● Your task:
Copy the lines that follow, keeping every character the same.

[Records from a point labeling set]
<<<<

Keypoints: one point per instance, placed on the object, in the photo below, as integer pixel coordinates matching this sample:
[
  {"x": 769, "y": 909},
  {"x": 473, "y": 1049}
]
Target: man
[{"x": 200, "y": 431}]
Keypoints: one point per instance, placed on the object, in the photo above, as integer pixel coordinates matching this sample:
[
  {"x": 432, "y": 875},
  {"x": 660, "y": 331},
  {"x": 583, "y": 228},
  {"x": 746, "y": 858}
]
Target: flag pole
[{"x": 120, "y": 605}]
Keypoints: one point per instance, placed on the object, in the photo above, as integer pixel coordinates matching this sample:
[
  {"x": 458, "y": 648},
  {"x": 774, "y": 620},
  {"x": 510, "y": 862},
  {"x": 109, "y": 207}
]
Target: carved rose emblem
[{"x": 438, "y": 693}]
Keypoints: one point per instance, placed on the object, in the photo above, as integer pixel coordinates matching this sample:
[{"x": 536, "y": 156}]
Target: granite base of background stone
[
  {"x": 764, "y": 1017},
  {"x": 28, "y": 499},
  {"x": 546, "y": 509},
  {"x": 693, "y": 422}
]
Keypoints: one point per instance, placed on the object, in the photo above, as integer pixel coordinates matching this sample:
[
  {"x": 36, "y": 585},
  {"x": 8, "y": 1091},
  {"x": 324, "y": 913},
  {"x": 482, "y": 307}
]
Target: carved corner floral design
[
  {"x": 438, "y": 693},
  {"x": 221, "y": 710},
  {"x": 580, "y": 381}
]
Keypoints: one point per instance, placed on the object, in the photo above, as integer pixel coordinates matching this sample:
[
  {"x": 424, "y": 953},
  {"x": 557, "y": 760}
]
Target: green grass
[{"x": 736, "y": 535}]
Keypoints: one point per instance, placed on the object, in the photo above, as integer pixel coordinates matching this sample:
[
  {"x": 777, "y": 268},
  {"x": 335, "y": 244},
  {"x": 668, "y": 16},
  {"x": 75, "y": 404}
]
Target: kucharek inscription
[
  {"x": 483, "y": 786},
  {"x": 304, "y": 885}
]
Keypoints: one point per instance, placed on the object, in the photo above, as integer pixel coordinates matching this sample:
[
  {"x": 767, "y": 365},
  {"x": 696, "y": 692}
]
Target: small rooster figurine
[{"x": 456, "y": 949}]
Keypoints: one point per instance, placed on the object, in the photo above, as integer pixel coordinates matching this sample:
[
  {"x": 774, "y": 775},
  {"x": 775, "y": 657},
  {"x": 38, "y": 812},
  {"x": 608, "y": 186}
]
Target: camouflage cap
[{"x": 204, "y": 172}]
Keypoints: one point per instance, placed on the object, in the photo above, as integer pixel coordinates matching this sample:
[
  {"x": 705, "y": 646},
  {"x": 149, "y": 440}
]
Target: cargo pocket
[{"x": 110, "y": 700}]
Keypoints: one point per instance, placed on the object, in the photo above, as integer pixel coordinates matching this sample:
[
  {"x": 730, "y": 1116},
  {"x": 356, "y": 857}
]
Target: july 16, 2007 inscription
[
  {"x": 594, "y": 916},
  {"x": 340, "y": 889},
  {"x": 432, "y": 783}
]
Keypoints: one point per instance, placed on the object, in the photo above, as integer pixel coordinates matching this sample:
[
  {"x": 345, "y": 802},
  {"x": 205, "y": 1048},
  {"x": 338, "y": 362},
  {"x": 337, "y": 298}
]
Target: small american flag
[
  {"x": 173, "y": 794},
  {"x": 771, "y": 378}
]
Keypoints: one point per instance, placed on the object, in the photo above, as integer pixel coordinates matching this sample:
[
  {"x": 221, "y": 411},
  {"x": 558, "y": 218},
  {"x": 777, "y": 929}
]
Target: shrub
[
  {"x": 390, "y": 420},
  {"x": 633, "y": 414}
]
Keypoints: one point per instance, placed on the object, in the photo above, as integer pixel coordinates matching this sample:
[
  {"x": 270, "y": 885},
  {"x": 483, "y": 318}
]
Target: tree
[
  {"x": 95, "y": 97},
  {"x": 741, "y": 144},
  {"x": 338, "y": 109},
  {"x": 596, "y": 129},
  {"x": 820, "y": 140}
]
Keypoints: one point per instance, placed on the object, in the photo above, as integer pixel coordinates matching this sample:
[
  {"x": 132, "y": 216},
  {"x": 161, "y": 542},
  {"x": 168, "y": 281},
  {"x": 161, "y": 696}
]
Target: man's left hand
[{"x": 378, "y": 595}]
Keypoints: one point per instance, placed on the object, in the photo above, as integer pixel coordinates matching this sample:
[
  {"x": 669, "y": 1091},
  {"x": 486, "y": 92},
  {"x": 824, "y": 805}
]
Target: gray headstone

>>>>

● The reply:
Keypoints: one point per instance, placed on the object, in the photo below, as integer pixel coordinates matching this sample:
[
  {"x": 769, "y": 909},
  {"x": 473, "y": 1049}
]
Target: man
[{"x": 200, "y": 431}]
Keypoints: one point per instance, placed on the object, in the photo above, as integer pixel coordinates matching this sample:
[
  {"x": 432, "y": 875},
  {"x": 660, "y": 331},
  {"x": 583, "y": 228},
  {"x": 746, "y": 858}
]
Target: flag pole
[{"x": 120, "y": 605}]
Keypoints: one point per instance, placed on the object, in the photo above, as integer pixel coordinates matching this sample:
[
  {"x": 458, "y": 648},
  {"x": 774, "y": 620},
  {"x": 510, "y": 862},
  {"x": 109, "y": 207}
]
Target: carved rose emblem
[{"x": 438, "y": 693}]
Keypoints: one point per instance, placed on the object, in the photo above, as integer pixel coordinates matching this sample:
[{"x": 536, "y": 156}]
Target: granite base of background stone
[
  {"x": 764, "y": 1017},
  {"x": 28, "y": 499},
  {"x": 546, "y": 509},
  {"x": 693, "y": 422}
]
Keypoints: one point per instance, placed on the object, in the photo above, as integer pixel coordinates matching this sample:
[
  {"x": 36, "y": 585},
  {"x": 8, "y": 1091},
  {"x": 324, "y": 913},
  {"x": 482, "y": 307}
]
Target: carved corner floral design
[
  {"x": 438, "y": 693},
  {"x": 221, "y": 710},
  {"x": 580, "y": 381}
]
Keypoints: one point per instance, placed on the object, in the photo above, as integer pixel coordinates matching this sample:
[
  {"x": 424, "y": 953},
  {"x": 557, "y": 760}
]
Target: green grass
[{"x": 736, "y": 535}]
Keypoints: one point per instance, placed on the object, in the photo above, as integer pixel coordinates matching this sample:
[
  {"x": 777, "y": 268},
  {"x": 335, "y": 244},
  {"x": 668, "y": 16},
  {"x": 75, "y": 404}
]
Target: kucharek inscription
[
  {"x": 483, "y": 786},
  {"x": 304, "y": 885}
]
Keypoints: one point per instance, placed on the object, in the photo above, as integer pixel coordinates matching this sample:
[
  {"x": 767, "y": 365},
  {"x": 696, "y": 692}
]
Target: small rooster figurine
[{"x": 456, "y": 949}]
Keypoints: one point per instance, placed on the object, in the photo above, as integer pixel coordinates matching this sample:
[
  {"x": 774, "y": 775},
  {"x": 775, "y": 657},
  {"x": 38, "y": 812},
  {"x": 608, "y": 186}
]
Target: camouflage cap
[{"x": 204, "y": 172}]
Keypoints: one point per instance, placed on the object, in the photo above, as integer pixel coordinates matching this sample:
[
  {"x": 705, "y": 646},
  {"x": 149, "y": 440}
]
Target: cargo pocket
[{"x": 110, "y": 700}]
Keypoints: one point per instance, placed on the object, in the photo above, as integer pixel coordinates matching this sample:
[
  {"x": 730, "y": 1116},
  {"x": 356, "y": 857}
]
Target: july 16, 2007 inscription
[
  {"x": 594, "y": 916},
  {"x": 340, "y": 889},
  {"x": 432, "y": 783}
]
Keypoints: one point per instance, placed on the object, in the photo above, as integer pixel coordinates matching this sample:
[
  {"x": 345, "y": 802},
  {"x": 205, "y": 1048},
  {"x": 338, "y": 362},
  {"x": 337, "y": 298}
]
Target: small american flag
[
  {"x": 173, "y": 794},
  {"x": 771, "y": 378}
]
Keypoints: one point per instance, placed on the object, in the photo above, as integer pixel coordinates matching this sample:
[
  {"x": 221, "y": 411},
  {"x": 558, "y": 218},
  {"x": 777, "y": 929}
]
Target: shrub
[
  {"x": 390, "y": 420},
  {"x": 633, "y": 414}
]
Keypoints: one point per instance, placed on the object, in the photo above, as integer pixel coordinates matching this sample:
[
  {"x": 270, "y": 885},
  {"x": 483, "y": 318}
]
Target: tree
[
  {"x": 95, "y": 97},
  {"x": 741, "y": 144},
  {"x": 338, "y": 109},
  {"x": 596, "y": 129},
  {"x": 820, "y": 140}
]
Keypoints: one point per instance, placed on the object, in the photo above, as integer pixel coordinates matching this sample:
[
  {"x": 132, "y": 216},
  {"x": 161, "y": 542},
  {"x": 168, "y": 281},
  {"x": 161, "y": 696}
]
Target: man's left hand
[{"x": 378, "y": 595}]
Keypoints: one point per instance, placed on the object, in the photo above, as integer pixel coordinates matching this sample:
[
  {"x": 669, "y": 1091},
  {"x": 486, "y": 92},
  {"x": 824, "y": 805}
]
Target: gray headstone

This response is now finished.